* START Document extract *
Thursday, November 13, 2025

AWS Site-to-Site VPN Connection As Backup | Overview.

AWS Site-to-Site VPN Connection As Backup - Overview.

Scope:

  • Architecture Overview (Baseline Pattern)
  • Deployment Models,
  • Routing & Failover Mechanics,
  • BGP Priority Hierarchy (AWS standard BGP path selection),
  • Recommended BGP Tuning,
  • Failover Behavior,
  • AWS Recommended Best Practices,
  • Transit Gateway Design Considerations,
  • End-to-End Testing & Validation,
  • Monitoring & Observability with CloudWatch,
  • Throughput Expectations,
  • Common Pitfalls,
  • Architecture.

Architecture Overview (Baseline Pattern)

    • VPN provides:
      • inexpensive, 
      • encrypted connectivity, 
    •  DX or the primary ISP provides:
      • high-bandwidth, 
      • low-latency transport.

twtech typically have:

    • Primary Path: AWS Direct Connect OR private MPLS/SD-WAN circuit
    • Backup Path: AWS Site-to-Site IPSec VPN
    • Routing Control: BGP-based failover (preferred) or static routing (less ideal)

AWS Components

    • Virtual Private Gateway (VGW) or Transit Gateway (TGW)
    • Direct Connect Gateway (DXGW) when mixing DX with multi-VPC
    • Customer Router (CSR/ASR/Firewalls/SD-WAN appliance)
    • AWS Managed VPN Endpoint (two tunnels per VPN connection)

Deployment Models

A. Direct Connect with VPN Backup (Classic Pattern)

    • DX private VIF is primary
    • S2S VPN via VGW is backup
    • BGP multipath disabled (default)
    • AS_PATH or BGP MED used to prioritize DX

B. SD-WAN/MPLS Primary (VPN Backup)

    • SD-WAN fabric decides primary path
    • S2S VPN advertises same prefixes with longer AS_PATH or higher BGP metric

C. Transit Gateway with DX + VPN Backup

    • DXGW <-> TGW for primary
    • TGW VPN attachment for backup
    • Controlled via BGP preference on TGW appliance or AWS VPN

D. Hub-and-Spoke Multi-VPC

    • VPCs connect via TGW
    • DX to TGW is primary
    • VPN to TGW is secondary
    • Route tables maintain path priority

Routing & Failover Mechanics

    • Failover design centers around BGP preference:

BGP Priority Hierarchy (AWS standard BGP path selection):

    1.      Longest Prefix Match
    2.      Highest Local Preference
    3.      Shortest AS_PATH (most commonly used for DX/VPN failover)
    4.      MED (Multi-Exit Discriminator)
    5.      eBGP over iBGP
    6.      Lowest IGP cost
    7.      Router ID

Recommended BGP Tuning

Primary Path (DX)

    • Advertise prefixes with shorter AS_PATH
    • Sample: ASN 65000

Backup Path (VPN)
* END Document extract *
* START Source data *
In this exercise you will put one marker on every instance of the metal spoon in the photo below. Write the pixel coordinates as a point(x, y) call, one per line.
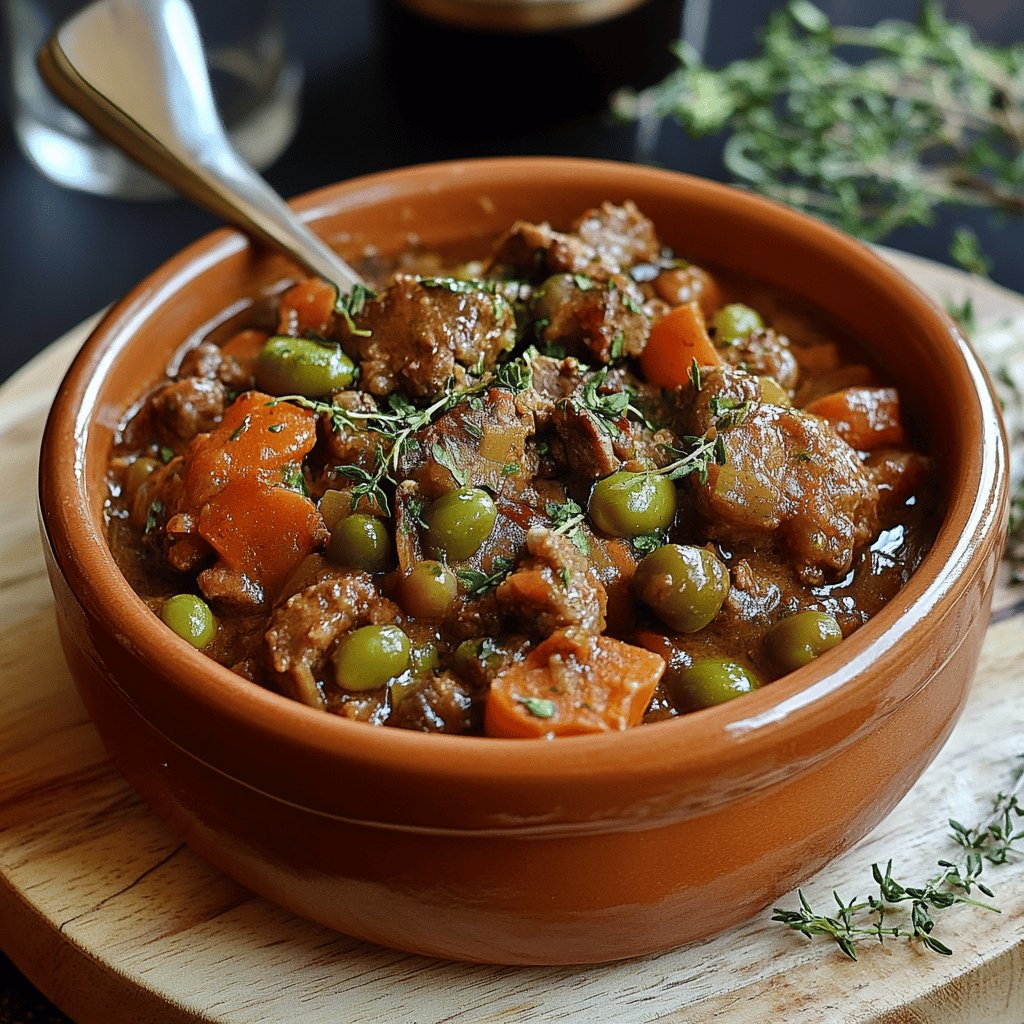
point(135, 70)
* END Source data *
Required task 1.
Answer each question using the AWS Site-to-Site VPN backup overview.
(a) How many tunnels does each VPN connection have on the AWS Managed VPN Endpoint?
(b) In the classic Direct Connect with VPN backup model, what is the default state of BGP multipath?
(c) Which step in the BGP priority hierarchy is described as most commonly used for DX/VPN failover?
Required task 2. Proceed with the AWS Site-to-Site VPN backup overview from its final heading, "Backup Path (VPN)".

Right answer 1.
(a) Two tunnels.
(b) Disabled.
(c) Shortest AS_PATH.

Right answer 2.
    • Prepend to make path less preferred
    • Sample: ASN 65000 65000 65000

NB:

  • AWS does not prepend on the VPN side. 
  • twtech configures it on its customer router.

Failover Behavior

A. Direct Connect Failure

Failures that trigger VPN failover:

    • DX link down
    • BGP adjacency drop
    • Fiber cut / LAG failure beyond thresholds
    • DX router failure

B. How Fast Is Failover

        Typical BGP timers:

      •    Keepalive: 30s
      •    Hold timer: 90s

        Recommended enhanced timers:

      •    Keepalive: 10s
      •    Hold timer: 30s

Actual failover to VPN usually: 20–40 seconds.

C. Tunnel Redundancy

    •  Each AWS VPN connection includes two tunnels.
    •  If Tunnel A fails, Tunnel B is used automatically.

AWS Recommended Best Practices

For Direct Connect

    • Use LAG or at least two DX connections at different locations. 
    • Use VPN as tertiary backup.

For VPN Backup

    • Deploy two VPN connections (one per AWS region edge router)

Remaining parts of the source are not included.